[Photo-based referring expression data]
++++++++++

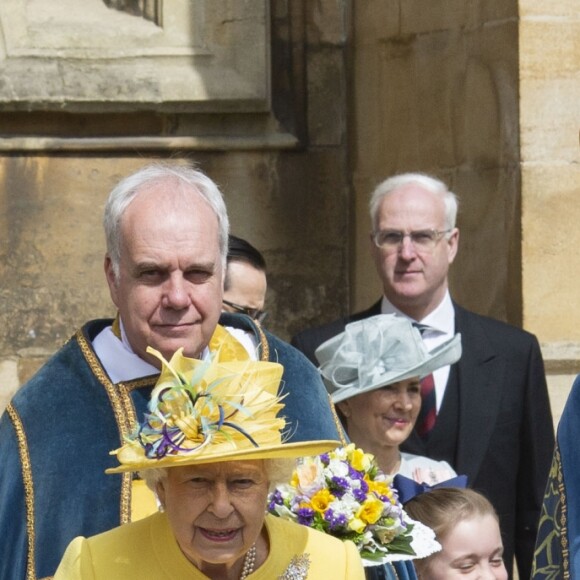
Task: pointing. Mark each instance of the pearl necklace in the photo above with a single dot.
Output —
(249, 562)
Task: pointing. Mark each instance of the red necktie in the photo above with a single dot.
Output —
(428, 412)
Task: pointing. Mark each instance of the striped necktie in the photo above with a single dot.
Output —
(428, 412)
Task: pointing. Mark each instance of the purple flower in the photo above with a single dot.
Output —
(275, 499)
(360, 494)
(338, 486)
(305, 516)
(335, 521)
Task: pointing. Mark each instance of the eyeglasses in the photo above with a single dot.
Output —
(254, 313)
(422, 240)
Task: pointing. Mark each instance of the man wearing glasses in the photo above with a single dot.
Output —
(492, 412)
(245, 282)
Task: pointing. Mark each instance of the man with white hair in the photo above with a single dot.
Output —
(488, 415)
(167, 233)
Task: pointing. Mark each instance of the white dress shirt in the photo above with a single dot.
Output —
(122, 364)
(441, 323)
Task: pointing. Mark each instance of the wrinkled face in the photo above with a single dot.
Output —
(384, 417)
(473, 549)
(246, 286)
(216, 511)
(415, 281)
(169, 288)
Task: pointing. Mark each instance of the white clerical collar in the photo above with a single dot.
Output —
(441, 319)
(122, 364)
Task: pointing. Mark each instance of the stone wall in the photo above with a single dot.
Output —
(485, 95)
(284, 174)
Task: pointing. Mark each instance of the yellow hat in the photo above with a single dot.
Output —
(211, 411)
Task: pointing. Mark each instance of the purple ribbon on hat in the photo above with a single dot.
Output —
(407, 488)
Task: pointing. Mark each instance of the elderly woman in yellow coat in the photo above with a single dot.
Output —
(211, 448)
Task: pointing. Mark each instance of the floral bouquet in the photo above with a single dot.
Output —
(343, 493)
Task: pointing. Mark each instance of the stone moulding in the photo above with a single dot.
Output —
(82, 62)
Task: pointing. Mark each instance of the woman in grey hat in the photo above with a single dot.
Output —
(372, 371)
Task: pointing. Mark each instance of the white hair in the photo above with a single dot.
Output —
(185, 176)
(277, 471)
(431, 184)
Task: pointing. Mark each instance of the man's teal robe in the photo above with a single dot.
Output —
(56, 435)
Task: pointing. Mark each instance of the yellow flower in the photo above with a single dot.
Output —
(360, 460)
(370, 511)
(294, 481)
(357, 525)
(379, 487)
(321, 500)
(385, 536)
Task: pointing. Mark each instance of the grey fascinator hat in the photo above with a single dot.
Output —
(378, 351)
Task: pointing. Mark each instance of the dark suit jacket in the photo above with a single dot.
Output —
(505, 435)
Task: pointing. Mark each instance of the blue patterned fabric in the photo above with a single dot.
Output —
(557, 553)
(56, 435)
(396, 571)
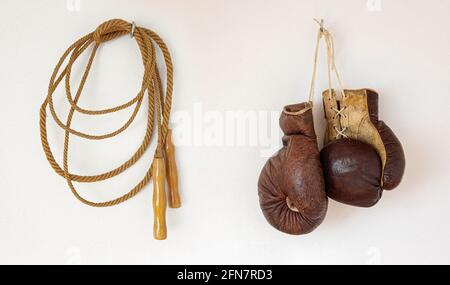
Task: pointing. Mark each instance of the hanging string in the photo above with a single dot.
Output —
(328, 38)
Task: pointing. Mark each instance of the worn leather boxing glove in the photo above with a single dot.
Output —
(291, 185)
(362, 156)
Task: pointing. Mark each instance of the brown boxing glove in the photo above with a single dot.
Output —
(363, 156)
(291, 186)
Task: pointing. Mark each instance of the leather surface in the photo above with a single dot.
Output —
(352, 171)
(294, 174)
(394, 160)
(359, 118)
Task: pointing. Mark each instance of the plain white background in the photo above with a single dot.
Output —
(230, 55)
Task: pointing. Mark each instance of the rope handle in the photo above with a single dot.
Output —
(159, 103)
(324, 34)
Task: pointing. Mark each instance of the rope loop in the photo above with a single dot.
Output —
(111, 29)
(159, 103)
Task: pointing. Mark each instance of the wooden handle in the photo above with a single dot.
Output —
(159, 199)
(172, 173)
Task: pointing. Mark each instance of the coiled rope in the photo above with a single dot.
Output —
(158, 103)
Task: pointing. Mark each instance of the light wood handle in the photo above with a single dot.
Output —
(159, 199)
(172, 173)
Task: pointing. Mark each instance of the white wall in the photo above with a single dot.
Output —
(250, 55)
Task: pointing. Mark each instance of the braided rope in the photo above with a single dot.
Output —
(151, 84)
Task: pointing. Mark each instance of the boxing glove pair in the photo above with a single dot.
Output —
(362, 156)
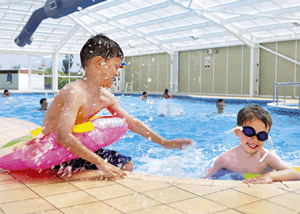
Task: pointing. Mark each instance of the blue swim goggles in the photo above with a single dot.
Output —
(250, 132)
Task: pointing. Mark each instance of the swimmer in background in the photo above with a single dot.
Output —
(220, 106)
(6, 93)
(253, 125)
(144, 96)
(78, 101)
(165, 110)
(166, 94)
(44, 104)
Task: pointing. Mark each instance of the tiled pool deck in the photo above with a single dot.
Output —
(84, 192)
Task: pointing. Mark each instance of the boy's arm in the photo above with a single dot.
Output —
(142, 129)
(218, 165)
(282, 173)
(72, 103)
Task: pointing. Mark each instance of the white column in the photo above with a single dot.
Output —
(54, 72)
(29, 72)
(174, 73)
(254, 71)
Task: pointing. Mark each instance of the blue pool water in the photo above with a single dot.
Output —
(207, 131)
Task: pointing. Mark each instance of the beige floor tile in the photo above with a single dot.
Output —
(52, 189)
(226, 198)
(142, 185)
(5, 176)
(136, 175)
(4, 139)
(11, 184)
(49, 212)
(17, 195)
(289, 200)
(89, 183)
(261, 192)
(83, 174)
(170, 194)
(70, 199)
(132, 202)
(263, 207)
(159, 209)
(228, 211)
(203, 182)
(197, 206)
(224, 183)
(294, 184)
(35, 178)
(112, 191)
(200, 190)
(289, 189)
(160, 178)
(26, 206)
(91, 208)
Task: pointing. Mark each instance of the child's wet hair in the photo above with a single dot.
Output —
(220, 101)
(251, 112)
(99, 45)
(42, 100)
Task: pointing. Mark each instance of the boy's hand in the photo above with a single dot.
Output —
(177, 144)
(110, 171)
(262, 179)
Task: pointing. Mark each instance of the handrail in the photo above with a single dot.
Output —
(275, 91)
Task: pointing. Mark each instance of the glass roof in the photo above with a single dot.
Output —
(153, 26)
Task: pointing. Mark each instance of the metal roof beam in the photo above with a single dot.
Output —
(235, 4)
(143, 10)
(248, 15)
(120, 26)
(271, 14)
(237, 32)
(178, 29)
(9, 2)
(67, 38)
(270, 27)
(18, 22)
(82, 24)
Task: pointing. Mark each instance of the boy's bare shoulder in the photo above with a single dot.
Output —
(72, 88)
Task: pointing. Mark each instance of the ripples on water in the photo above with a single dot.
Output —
(207, 131)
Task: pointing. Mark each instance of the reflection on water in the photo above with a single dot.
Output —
(208, 132)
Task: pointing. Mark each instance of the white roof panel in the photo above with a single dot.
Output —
(148, 25)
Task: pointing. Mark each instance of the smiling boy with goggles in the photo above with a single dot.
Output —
(250, 132)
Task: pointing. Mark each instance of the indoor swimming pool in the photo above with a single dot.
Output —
(179, 118)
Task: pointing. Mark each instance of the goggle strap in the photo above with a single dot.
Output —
(264, 157)
(235, 128)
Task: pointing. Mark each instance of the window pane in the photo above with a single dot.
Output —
(62, 82)
(48, 83)
(74, 79)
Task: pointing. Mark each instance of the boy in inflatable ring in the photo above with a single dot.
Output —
(166, 94)
(254, 124)
(78, 101)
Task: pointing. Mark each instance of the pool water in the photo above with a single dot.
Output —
(185, 120)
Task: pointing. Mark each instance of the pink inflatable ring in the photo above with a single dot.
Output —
(99, 132)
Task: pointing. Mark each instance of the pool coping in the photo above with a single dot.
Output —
(168, 194)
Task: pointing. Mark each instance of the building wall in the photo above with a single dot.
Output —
(227, 74)
(149, 73)
(15, 81)
(275, 69)
(228, 71)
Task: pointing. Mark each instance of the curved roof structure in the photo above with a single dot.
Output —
(154, 26)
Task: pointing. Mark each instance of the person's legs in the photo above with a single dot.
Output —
(111, 156)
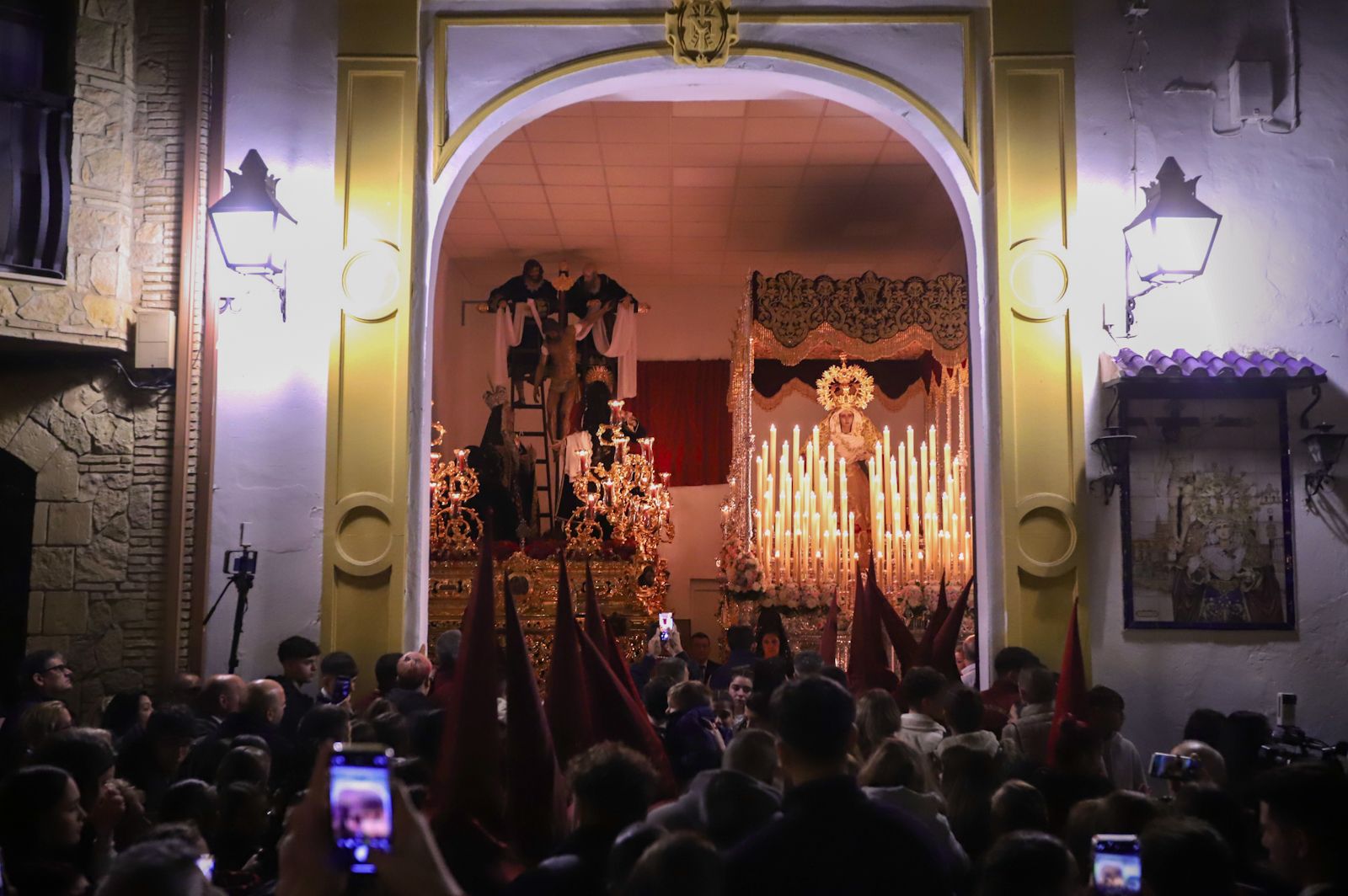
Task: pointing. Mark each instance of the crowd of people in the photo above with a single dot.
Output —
(774, 778)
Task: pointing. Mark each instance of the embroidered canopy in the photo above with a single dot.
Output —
(867, 317)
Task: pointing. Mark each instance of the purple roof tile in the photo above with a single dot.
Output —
(1206, 364)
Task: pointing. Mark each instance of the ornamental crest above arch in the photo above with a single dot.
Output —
(701, 31)
(869, 316)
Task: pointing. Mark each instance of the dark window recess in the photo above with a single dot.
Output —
(37, 87)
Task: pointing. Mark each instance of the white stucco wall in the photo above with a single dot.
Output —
(273, 387)
(1278, 278)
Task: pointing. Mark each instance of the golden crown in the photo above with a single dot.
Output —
(846, 386)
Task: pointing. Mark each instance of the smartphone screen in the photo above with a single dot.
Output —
(1118, 864)
(1173, 767)
(361, 802)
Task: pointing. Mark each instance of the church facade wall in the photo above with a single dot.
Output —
(101, 448)
(1276, 280)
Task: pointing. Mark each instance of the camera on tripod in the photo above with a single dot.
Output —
(240, 561)
(1291, 744)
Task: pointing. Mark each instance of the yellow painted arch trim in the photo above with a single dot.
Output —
(653, 51)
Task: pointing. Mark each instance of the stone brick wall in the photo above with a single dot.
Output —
(94, 305)
(103, 448)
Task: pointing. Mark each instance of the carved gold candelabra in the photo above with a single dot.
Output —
(453, 525)
(627, 492)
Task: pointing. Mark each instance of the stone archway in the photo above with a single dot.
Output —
(374, 588)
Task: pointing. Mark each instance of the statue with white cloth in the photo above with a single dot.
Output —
(521, 307)
(606, 344)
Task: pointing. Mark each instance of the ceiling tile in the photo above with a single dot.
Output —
(649, 130)
(781, 130)
(727, 154)
(561, 130)
(572, 174)
(534, 228)
(703, 177)
(853, 130)
(701, 228)
(775, 154)
(640, 229)
(801, 107)
(581, 227)
(836, 175)
(639, 195)
(534, 244)
(630, 175)
(901, 152)
(514, 193)
(846, 152)
(472, 212)
(698, 213)
(565, 152)
(521, 211)
(640, 213)
(630, 109)
(635, 152)
(575, 195)
(839, 109)
(581, 212)
(770, 175)
(707, 130)
(458, 227)
(511, 154)
(712, 108)
(492, 173)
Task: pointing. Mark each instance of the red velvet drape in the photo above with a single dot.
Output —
(682, 404)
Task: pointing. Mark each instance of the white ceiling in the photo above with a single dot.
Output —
(698, 193)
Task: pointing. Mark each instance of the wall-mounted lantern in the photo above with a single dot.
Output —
(1172, 239)
(251, 227)
(1112, 448)
(1324, 446)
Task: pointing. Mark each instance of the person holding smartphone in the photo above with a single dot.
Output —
(337, 675)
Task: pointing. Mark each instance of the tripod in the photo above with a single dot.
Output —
(240, 566)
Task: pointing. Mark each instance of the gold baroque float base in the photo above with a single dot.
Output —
(630, 588)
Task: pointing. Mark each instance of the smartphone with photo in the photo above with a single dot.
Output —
(361, 803)
(1173, 767)
(1118, 864)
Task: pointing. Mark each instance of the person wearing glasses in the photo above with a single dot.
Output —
(44, 677)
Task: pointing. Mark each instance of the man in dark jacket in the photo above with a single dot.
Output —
(741, 640)
(612, 787)
(831, 839)
(298, 666)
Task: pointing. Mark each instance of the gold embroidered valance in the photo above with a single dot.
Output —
(867, 317)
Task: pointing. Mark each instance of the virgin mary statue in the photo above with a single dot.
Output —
(846, 391)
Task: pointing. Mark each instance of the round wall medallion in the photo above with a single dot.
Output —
(1046, 534)
(364, 536)
(370, 280)
(1038, 280)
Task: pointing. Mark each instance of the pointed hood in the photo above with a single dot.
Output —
(1071, 700)
(867, 664)
(536, 792)
(599, 632)
(943, 647)
(829, 637)
(471, 778)
(568, 705)
(934, 623)
(905, 646)
(618, 717)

++++++++++

In the entries above, find every line holding the word "embroidered" and copy it out.

Task: pointing. Mark each instance of the embroidered canopy in the photo above with a single dot.
Task: pointing. Mark each instance of the gold embroidered valance in the photo above with a single dot.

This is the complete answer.